## Task goal
Exactly the lines from the one with "Keep to these rules. Indicate every instance of the road" through the end of the material are to be output, both included, with no other text.

## Materials provided

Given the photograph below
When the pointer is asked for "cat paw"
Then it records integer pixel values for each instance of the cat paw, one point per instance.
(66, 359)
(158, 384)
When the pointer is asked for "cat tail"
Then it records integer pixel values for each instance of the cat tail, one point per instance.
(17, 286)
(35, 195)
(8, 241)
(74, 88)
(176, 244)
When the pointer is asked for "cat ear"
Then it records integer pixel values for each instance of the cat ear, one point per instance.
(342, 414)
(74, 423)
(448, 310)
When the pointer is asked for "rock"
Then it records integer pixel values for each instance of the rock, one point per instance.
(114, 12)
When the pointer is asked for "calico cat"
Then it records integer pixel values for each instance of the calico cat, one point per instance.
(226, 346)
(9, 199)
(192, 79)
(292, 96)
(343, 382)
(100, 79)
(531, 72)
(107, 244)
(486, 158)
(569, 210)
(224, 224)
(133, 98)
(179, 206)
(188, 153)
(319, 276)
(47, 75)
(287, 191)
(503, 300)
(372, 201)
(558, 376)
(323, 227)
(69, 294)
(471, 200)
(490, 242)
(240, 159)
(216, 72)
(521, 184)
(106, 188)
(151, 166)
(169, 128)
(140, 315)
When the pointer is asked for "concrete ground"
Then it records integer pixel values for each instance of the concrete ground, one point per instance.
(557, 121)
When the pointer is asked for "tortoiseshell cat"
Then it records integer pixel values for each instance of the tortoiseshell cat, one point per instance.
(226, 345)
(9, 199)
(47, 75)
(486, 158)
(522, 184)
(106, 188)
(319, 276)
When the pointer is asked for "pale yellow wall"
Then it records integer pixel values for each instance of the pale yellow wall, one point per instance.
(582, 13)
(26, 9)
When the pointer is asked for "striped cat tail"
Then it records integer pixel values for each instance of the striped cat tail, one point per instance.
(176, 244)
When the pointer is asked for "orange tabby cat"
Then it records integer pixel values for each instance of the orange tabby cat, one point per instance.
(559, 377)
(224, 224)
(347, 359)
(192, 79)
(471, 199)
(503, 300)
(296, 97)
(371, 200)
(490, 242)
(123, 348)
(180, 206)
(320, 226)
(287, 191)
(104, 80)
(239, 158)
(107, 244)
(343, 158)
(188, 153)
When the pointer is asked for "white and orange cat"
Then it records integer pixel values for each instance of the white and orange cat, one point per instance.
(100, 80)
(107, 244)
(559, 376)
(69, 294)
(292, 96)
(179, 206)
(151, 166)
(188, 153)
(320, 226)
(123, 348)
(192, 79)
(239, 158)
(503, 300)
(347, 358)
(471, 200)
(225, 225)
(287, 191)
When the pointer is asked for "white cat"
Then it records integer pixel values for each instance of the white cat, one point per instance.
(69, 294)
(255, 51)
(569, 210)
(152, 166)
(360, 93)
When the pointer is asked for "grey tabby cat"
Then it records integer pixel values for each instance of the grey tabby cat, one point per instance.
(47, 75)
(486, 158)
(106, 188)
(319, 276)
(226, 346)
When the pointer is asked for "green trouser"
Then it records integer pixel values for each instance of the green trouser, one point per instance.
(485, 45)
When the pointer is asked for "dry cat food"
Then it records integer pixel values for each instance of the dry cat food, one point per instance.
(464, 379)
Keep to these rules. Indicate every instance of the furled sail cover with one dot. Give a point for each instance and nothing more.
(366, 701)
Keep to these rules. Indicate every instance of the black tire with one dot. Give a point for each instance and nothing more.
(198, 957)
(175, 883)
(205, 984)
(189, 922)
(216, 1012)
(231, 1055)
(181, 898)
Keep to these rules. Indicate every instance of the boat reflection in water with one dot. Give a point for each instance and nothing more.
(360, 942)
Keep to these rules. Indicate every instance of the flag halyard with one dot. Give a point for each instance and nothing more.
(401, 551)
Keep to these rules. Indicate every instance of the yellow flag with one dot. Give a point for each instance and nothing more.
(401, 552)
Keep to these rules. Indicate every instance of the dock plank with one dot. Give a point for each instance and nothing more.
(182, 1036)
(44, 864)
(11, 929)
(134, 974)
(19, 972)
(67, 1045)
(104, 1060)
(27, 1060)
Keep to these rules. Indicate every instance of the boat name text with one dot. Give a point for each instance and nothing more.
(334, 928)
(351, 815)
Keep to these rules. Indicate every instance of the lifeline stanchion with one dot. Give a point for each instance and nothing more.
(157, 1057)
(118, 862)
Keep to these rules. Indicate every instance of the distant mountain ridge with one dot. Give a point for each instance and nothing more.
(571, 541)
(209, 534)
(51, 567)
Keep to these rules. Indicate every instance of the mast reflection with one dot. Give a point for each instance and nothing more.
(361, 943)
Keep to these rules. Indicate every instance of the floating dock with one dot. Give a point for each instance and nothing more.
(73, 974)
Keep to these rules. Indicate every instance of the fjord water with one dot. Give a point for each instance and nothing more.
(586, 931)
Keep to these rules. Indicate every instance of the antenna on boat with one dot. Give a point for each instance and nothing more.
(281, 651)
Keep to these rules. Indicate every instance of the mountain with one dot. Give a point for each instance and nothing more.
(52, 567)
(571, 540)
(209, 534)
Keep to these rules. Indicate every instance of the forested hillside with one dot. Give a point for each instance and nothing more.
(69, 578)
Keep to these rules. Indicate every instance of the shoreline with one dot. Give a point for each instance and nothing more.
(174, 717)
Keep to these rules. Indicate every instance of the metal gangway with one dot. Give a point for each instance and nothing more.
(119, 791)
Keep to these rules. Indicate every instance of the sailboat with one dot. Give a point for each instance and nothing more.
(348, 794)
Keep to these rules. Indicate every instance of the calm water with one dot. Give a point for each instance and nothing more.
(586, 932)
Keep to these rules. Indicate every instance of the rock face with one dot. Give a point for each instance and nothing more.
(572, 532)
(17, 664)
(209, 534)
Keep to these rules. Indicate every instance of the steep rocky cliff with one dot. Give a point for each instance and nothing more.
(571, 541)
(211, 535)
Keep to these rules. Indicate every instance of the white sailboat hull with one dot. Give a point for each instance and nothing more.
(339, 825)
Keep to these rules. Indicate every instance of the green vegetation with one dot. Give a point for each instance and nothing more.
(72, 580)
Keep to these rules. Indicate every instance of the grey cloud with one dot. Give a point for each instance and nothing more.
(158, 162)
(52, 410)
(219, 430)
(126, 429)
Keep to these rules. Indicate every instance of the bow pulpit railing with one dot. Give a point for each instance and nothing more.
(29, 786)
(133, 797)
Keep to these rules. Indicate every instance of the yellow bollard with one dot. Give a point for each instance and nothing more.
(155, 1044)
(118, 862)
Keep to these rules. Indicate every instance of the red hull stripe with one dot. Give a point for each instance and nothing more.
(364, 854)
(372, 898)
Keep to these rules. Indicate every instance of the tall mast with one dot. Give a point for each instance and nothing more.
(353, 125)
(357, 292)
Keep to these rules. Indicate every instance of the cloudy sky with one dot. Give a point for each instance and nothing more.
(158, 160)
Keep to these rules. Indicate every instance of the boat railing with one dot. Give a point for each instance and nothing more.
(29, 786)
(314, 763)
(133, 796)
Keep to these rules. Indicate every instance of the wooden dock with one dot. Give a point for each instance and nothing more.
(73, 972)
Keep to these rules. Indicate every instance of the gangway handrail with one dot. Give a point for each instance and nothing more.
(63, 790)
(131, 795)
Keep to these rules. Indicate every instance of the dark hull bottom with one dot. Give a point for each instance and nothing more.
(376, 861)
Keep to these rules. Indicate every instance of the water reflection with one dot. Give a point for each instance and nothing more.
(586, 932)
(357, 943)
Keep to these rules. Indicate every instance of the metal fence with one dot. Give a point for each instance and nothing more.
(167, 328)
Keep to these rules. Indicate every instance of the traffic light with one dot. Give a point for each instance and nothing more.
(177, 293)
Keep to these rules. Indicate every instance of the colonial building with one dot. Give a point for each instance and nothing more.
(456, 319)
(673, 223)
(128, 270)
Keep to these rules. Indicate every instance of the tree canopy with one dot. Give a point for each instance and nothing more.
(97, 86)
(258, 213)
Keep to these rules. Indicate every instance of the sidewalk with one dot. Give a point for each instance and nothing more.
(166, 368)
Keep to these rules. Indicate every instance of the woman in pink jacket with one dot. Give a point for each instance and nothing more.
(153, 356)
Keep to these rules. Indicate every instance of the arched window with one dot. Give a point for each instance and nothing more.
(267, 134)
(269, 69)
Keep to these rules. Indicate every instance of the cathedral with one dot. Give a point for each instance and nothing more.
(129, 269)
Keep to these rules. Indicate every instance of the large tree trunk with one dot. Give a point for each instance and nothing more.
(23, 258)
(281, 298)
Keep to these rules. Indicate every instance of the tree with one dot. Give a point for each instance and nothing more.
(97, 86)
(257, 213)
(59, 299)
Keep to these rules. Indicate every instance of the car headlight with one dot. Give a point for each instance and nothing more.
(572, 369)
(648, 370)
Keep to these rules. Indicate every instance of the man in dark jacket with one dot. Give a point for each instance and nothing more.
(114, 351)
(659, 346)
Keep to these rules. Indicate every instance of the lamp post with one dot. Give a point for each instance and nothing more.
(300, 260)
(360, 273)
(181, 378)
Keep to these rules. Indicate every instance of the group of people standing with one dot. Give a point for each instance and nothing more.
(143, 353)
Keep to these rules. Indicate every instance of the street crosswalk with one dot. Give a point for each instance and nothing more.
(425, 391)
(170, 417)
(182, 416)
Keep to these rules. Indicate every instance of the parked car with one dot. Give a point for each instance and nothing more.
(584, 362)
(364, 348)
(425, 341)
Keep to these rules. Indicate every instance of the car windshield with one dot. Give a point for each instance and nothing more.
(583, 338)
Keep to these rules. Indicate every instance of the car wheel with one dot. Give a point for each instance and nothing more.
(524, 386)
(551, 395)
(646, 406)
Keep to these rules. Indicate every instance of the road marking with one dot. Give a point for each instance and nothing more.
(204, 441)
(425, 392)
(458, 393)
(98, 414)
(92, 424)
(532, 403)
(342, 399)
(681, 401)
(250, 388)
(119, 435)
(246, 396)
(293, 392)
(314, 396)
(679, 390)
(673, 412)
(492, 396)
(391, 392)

## Result of this exercise
Keep to these rules. Indicate every instance of the road marking with one dot. Give a point for each instance and nothing more.
(204, 441)
(425, 392)
(458, 393)
(98, 414)
(92, 424)
(532, 403)
(342, 399)
(681, 401)
(250, 388)
(119, 435)
(246, 396)
(293, 392)
(314, 396)
(679, 390)
(673, 412)
(492, 396)
(391, 392)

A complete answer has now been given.